Что нужно сделать: Определите, соответствуют ли отрывку следующие утверждения: (a) отрывок связывает то, что Саддама до конца не уконтрапупят, с логикой Голливуда; (b) киномонстры знакомы с чеховской максимой; (c) ремейк легенды о Тролле и его Зеркале уже прекратился. На каждое ответьте «да» или «нет» и приведите решающие слова отрывка точной цитатой.

Отрывок из текста:
Некоторых монстров как не изводи в одной серии, в следующей им всё равно суждено воскреснуть; видать, на то и сериал. Такова логика Голливуда, потому и Саддама до конца не уконтрапупят. Опять же, сами навязчивые киномонстры не знакомы с чеховской максимой, что, мол, интеллигентный человек знает не только когда прийти, но и когда уйти. Желательно, не прощаясь.

Вот и не прекращается краснознаменный ремейк старой легенды о Тролле и его Зеркале, то ли по многочисленным просьбам постоянных зрителей и участников, то ли как раз вопреки им, болезным. Сейчас, тем более, идёт ударное продолжение этой «санта-барбары» — история о Рыцаре, изведшем гнусного Дракона-Тролля, удачно приуроченная к закату века — редко какой сериал длится так долго.

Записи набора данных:
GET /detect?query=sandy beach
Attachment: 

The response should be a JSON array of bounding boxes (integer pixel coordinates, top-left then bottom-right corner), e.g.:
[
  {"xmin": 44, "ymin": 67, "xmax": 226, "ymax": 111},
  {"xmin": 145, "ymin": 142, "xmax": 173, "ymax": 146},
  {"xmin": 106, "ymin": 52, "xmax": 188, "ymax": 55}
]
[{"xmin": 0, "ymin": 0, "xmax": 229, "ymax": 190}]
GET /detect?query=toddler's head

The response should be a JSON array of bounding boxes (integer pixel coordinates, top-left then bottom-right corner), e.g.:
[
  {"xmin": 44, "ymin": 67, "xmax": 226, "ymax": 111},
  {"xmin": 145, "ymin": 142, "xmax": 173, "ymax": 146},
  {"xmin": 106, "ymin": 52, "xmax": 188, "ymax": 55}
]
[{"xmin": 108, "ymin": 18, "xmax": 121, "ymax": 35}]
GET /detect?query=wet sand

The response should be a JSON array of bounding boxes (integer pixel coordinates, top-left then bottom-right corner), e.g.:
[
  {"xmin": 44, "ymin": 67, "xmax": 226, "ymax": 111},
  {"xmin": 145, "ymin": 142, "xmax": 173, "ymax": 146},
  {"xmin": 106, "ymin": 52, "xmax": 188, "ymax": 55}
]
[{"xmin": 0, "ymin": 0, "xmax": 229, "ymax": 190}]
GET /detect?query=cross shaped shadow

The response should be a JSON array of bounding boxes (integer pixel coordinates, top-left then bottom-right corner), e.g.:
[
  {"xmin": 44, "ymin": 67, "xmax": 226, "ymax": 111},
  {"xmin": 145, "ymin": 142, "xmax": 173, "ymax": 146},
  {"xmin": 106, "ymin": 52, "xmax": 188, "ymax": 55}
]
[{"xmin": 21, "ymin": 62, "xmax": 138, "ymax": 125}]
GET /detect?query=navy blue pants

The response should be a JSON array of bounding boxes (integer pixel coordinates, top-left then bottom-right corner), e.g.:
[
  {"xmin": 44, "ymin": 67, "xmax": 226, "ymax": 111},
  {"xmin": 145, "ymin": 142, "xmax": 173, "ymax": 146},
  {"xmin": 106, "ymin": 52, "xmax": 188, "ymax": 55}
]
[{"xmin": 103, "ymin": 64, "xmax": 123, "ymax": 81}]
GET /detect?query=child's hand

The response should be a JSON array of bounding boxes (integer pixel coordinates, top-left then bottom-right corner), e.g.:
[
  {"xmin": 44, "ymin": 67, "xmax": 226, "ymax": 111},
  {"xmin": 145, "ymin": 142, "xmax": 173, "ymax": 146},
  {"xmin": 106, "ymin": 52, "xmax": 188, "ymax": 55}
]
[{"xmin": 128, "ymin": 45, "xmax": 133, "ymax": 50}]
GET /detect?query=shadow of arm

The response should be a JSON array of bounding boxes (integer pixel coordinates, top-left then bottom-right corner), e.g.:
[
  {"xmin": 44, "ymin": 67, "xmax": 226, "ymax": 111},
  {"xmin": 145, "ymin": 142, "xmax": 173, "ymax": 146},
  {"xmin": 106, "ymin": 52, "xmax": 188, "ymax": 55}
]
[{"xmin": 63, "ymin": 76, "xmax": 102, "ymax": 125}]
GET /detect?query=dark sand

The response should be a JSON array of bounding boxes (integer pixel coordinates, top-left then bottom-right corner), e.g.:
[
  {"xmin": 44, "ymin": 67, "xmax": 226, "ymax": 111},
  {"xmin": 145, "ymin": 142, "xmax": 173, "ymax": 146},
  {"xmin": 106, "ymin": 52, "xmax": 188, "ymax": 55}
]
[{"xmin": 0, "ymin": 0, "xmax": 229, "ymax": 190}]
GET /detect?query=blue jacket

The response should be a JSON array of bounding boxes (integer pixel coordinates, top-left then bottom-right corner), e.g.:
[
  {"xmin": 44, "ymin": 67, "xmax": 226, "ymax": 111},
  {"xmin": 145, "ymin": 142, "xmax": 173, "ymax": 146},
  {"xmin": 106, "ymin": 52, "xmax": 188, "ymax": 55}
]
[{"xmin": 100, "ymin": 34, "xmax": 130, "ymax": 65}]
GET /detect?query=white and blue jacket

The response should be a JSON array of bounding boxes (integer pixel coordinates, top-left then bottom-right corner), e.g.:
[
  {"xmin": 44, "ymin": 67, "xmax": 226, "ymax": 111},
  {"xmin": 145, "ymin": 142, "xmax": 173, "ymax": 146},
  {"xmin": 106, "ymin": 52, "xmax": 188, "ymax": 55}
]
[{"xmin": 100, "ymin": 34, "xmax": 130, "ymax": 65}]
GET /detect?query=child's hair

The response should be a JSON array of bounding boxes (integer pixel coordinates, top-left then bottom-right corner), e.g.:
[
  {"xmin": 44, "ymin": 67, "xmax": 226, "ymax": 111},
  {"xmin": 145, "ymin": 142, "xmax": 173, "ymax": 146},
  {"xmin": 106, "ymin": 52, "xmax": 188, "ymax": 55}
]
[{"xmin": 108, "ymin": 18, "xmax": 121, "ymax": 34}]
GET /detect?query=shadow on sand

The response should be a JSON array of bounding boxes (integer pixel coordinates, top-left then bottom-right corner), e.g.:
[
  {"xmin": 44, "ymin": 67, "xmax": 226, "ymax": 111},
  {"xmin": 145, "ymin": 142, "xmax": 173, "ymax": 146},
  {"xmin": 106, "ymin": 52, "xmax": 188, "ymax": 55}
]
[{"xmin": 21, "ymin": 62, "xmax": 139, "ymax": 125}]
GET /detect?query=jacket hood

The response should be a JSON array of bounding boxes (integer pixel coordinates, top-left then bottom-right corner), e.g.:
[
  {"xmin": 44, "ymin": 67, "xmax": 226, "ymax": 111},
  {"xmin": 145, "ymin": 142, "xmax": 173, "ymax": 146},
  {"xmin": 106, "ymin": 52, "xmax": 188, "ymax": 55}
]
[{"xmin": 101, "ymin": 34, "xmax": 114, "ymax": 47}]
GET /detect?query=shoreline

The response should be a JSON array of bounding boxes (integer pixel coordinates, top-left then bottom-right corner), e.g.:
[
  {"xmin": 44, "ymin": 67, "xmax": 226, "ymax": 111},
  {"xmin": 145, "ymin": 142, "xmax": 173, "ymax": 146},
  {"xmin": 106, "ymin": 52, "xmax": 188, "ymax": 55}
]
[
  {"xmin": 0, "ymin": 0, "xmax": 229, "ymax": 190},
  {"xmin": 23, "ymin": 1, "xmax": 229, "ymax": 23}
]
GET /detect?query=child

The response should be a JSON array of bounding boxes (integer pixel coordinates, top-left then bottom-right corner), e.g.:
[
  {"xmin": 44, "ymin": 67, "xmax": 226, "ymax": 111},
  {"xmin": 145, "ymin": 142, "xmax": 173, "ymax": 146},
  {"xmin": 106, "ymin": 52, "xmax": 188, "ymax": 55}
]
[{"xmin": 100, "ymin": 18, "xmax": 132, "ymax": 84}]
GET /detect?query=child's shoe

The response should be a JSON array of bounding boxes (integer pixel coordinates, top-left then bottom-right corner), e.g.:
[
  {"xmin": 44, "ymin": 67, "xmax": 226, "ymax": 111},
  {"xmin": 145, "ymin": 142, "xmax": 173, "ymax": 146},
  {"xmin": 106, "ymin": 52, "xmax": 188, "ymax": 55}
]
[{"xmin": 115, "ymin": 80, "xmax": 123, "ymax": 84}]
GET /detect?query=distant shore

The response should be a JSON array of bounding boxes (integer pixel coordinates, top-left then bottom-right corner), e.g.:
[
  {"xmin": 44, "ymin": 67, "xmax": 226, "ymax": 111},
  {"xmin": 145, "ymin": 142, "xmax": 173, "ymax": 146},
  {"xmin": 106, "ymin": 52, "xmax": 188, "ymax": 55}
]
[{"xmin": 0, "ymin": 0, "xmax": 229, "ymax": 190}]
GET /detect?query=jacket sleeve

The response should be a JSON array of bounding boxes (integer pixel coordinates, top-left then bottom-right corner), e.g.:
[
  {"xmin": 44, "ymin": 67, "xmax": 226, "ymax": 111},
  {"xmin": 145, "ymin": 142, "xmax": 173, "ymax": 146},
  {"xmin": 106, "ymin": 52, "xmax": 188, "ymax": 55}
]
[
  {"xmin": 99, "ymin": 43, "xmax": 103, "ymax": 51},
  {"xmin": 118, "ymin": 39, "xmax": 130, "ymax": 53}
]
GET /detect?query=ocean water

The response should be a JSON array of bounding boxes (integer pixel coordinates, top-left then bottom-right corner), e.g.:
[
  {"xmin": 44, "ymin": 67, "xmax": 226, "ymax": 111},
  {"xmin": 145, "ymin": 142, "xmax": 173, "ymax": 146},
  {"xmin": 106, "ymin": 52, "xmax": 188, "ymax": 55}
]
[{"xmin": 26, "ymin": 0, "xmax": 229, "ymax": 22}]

Решение задания:
(a) Да: «Такова логика Голливуда, потому и Саддама до конца не уконтрапупят».
(b) Нет: «сами навязчивые киномонстры не знакомы с чеховской максимой».
(c) Нет: «не прекращается краснознаменный ремейк старой легенды о Тролле и его Зеркале».